- [AVAILABLE DATA]:
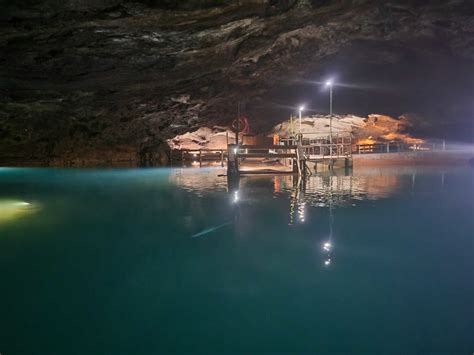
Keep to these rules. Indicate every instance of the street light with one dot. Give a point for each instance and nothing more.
(329, 83)
(300, 109)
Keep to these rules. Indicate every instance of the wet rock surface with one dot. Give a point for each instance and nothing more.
(109, 83)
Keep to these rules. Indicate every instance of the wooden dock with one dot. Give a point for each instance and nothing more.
(300, 154)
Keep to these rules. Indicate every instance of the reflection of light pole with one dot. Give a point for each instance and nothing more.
(301, 108)
(329, 83)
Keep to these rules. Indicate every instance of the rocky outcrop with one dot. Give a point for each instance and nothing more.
(111, 81)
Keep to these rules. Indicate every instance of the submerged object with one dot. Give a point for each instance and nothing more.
(11, 209)
(210, 230)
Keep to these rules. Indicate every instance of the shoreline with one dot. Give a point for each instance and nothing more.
(370, 159)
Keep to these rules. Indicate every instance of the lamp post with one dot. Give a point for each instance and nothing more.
(300, 109)
(329, 84)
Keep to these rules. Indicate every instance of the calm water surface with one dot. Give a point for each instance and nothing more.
(174, 260)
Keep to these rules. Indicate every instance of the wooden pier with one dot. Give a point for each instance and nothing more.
(300, 154)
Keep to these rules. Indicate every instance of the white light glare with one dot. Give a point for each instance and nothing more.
(327, 246)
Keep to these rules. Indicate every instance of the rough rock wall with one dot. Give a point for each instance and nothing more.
(118, 78)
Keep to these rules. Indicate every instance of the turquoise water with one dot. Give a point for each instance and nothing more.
(169, 261)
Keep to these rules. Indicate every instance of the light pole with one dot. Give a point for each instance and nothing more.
(300, 109)
(329, 83)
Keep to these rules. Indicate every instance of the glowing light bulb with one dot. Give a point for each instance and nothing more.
(236, 196)
(327, 246)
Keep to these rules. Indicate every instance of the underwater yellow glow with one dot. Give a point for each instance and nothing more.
(13, 209)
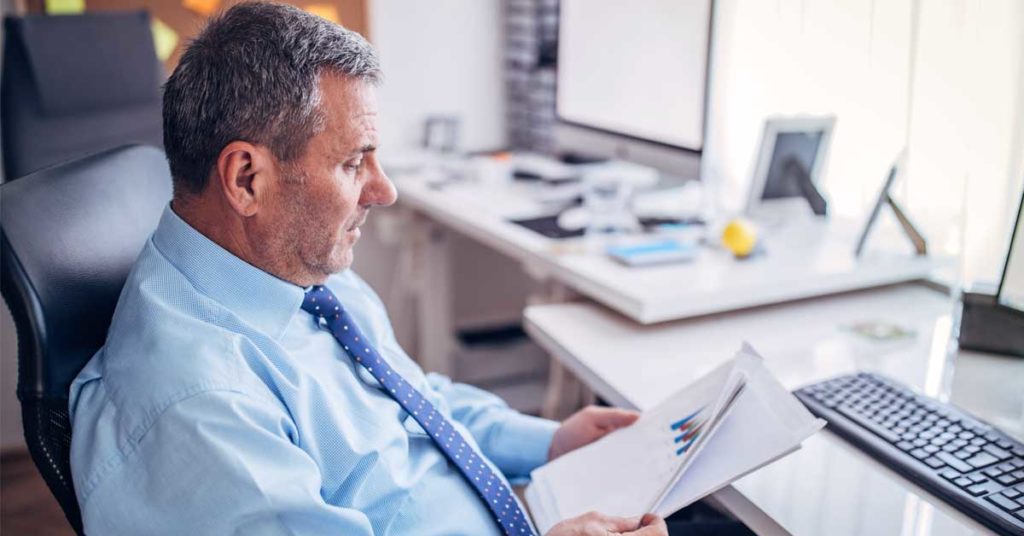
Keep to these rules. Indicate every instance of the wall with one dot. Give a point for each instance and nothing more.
(442, 56)
(947, 87)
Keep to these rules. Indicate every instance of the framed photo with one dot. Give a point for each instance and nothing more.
(791, 160)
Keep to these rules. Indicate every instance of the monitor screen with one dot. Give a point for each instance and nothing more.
(1012, 288)
(803, 148)
(635, 68)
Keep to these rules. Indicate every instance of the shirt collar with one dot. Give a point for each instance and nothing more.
(257, 297)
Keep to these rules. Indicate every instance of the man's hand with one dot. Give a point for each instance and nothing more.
(588, 425)
(595, 524)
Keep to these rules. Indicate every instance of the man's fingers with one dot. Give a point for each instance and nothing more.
(614, 418)
(614, 524)
(651, 525)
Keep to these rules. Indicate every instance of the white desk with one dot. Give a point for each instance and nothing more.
(826, 487)
(810, 259)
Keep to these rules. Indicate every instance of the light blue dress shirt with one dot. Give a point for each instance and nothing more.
(218, 407)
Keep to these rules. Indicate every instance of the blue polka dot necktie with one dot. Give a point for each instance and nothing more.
(321, 302)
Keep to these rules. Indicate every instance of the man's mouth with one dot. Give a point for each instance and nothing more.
(357, 223)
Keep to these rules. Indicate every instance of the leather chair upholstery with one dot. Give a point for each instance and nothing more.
(75, 85)
(69, 236)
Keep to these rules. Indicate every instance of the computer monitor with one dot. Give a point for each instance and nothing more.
(790, 162)
(1012, 286)
(633, 81)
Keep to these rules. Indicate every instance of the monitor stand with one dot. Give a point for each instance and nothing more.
(990, 327)
(886, 198)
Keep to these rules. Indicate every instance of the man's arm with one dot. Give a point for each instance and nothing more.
(218, 462)
(515, 443)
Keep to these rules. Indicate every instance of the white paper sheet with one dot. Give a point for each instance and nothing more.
(623, 473)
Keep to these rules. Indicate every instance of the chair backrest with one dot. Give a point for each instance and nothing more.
(75, 85)
(69, 236)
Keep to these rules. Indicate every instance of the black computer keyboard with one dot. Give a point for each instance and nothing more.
(972, 465)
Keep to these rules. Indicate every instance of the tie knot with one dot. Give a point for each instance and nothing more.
(320, 301)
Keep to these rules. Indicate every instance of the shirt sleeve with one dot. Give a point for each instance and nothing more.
(219, 462)
(515, 443)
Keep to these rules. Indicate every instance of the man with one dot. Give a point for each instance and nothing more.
(250, 383)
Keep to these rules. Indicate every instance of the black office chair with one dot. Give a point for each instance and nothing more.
(69, 236)
(75, 85)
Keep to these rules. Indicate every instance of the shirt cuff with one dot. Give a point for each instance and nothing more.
(522, 445)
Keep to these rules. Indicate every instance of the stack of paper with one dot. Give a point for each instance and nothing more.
(721, 427)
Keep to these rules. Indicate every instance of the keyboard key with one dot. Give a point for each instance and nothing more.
(852, 415)
(1004, 502)
(983, 489)
(949, 475)
(997, 452)
(954, 462)
(920, 454)
(982, 460)
(992, 472)
(1006, 480)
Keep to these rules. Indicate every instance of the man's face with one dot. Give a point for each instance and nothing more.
(325, 195)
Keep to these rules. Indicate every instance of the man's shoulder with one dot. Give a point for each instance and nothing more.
(167, 341)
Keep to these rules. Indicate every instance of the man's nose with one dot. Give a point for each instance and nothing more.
(379, 191)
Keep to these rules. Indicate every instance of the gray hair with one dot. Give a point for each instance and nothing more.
(253, 75)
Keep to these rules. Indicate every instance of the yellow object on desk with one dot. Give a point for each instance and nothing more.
(739, 237)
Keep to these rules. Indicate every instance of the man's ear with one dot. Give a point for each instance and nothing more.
(243, 173)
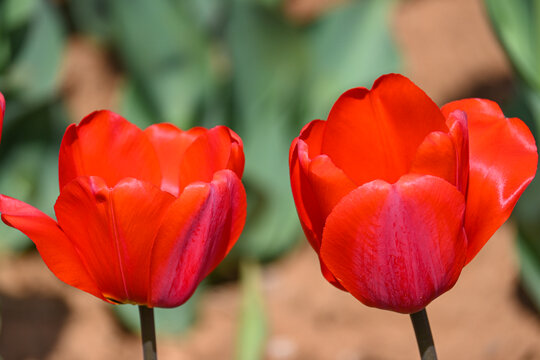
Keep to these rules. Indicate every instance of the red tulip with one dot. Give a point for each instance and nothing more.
(142, 216)
(396, 196)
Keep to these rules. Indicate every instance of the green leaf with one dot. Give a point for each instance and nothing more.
(16, 13)
(28, 174)
(268, 61)
(92, 17)
(530, 267)
(349, 47)
(33, 75)
(166, 58)
(517, 24)
(253, 328)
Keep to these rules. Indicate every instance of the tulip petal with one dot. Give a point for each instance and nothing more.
(302, 148)
(437, 156)
(397, 246)
(459, 130)
(170, 144)
(219, 148)
(380, 129)
(503, 160)
(55, 248)
(114, 231)
(198, 231)
(2, 111)
(316, 186)
(105, 144)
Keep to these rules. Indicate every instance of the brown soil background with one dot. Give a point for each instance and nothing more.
(450, 51)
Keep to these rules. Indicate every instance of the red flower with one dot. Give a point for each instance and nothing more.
(142, 216)
(396, 195)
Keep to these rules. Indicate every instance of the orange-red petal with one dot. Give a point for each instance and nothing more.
(459, 130)
(374, 134)
(2, 111)
(437, 156)
(105, 144)
(170, 144)
(198, 231)
(397, 246)
(217, 149)
(503, 160)
(114, 231)
(55, 248)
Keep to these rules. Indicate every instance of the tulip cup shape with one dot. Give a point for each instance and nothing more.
(142, 216)
(396, 196)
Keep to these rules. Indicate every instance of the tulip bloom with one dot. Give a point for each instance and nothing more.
(142, 216)
(396, 196)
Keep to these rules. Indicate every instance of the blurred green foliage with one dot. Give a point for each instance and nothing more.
(517, 24)
(32, 40)
(241, 63)
(253, 327)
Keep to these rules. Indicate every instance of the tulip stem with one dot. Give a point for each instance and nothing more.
(148, 332)
(423, 335)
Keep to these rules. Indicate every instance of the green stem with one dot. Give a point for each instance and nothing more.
(423, 335)
(148, 332)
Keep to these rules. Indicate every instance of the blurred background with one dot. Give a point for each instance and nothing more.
(264, 68)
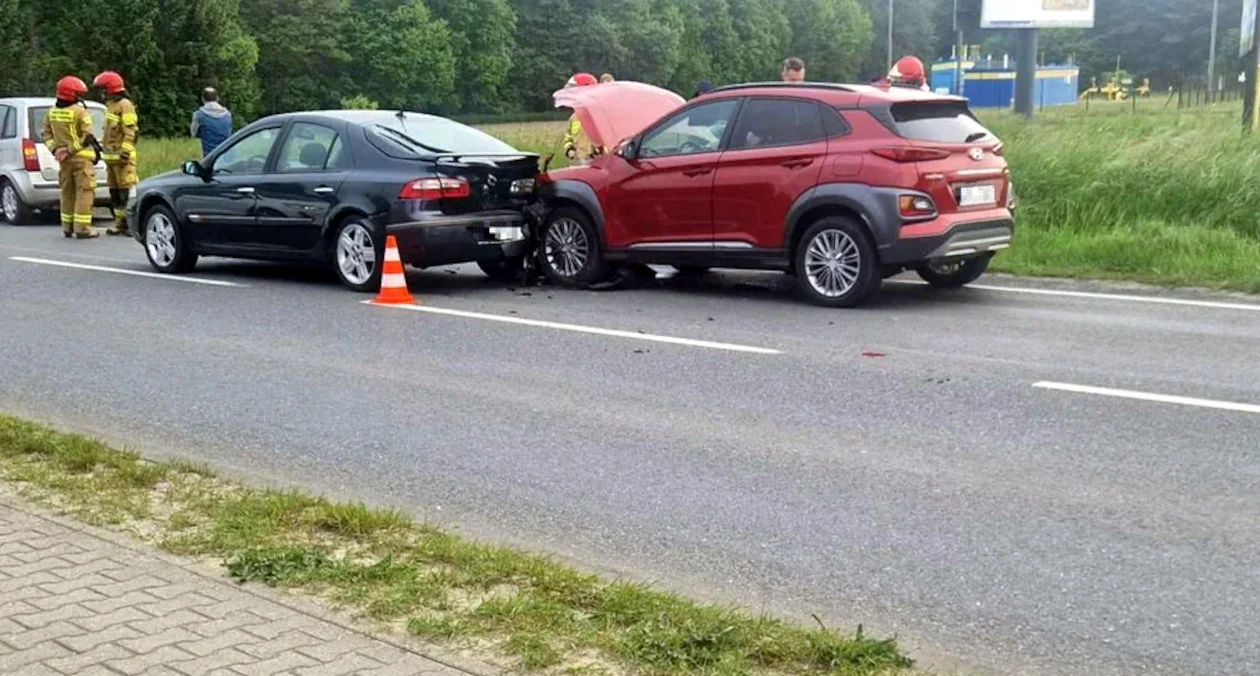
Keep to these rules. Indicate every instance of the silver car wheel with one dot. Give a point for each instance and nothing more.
(9, 203)
(355, 253)
(566, 247)
(160, 239)
(833, 263)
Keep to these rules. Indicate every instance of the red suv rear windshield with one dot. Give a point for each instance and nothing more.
(938, 121)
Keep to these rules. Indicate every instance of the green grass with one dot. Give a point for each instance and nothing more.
(524, 609)
(1158, 197)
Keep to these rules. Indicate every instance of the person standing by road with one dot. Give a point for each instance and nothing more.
(68, 135)
(121, 129)
(794, 71)
(212, 122)
(577, 145)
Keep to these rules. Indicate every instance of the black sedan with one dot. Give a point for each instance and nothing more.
(329, 186)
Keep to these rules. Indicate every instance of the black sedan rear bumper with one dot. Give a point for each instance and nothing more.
(427, 239)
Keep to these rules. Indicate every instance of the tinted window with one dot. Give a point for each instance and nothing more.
(37, 121)
(943, 122)
(8, 122)
(339, 157)
(833, 123)
(306, 149)
(691, 132)
(778, 122)
(426, 136)
(248, 155)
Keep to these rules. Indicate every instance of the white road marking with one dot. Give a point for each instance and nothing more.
(120, 271)
(1156, 300)
(1149, 397)
(580, 329)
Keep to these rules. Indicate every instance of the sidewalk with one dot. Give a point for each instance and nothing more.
(78, 601)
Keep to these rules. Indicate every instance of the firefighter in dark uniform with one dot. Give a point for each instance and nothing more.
(68, 135)
(121, 127)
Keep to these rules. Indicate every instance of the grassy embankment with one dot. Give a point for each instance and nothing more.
(495, 601)
(1157, 197)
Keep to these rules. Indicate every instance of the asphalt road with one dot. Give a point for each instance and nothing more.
(893, 466)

- [TASK INSTRUCTIONS]: Return the lines from the line containing "Keep to these rules. Indicate every instance of the sidewalk" to the end of the entries above, exactly as they appear and with no other output.

- [EXERCISE SOLUTION]:
Keep to these rules. Indicate every instance of the sidewalk with one dot. Give a point for each instance and nothing more.
(78, 601)
Keep to these rules. Indicate every instance of the firefighter in dark uniform with one dot. Give a point for each instance and nothing more.
(68, 135)
(121, 127)
Keep to these rules. Indicate every instance of the grassy embankment with one dot. Give a point for each instance and nothing more.
(495, 601)
(1157, 197)
Keep to these rules. Indicate every instance of the asphalt road with one dot. Give a point for each instance and nothing more.
(893, 466)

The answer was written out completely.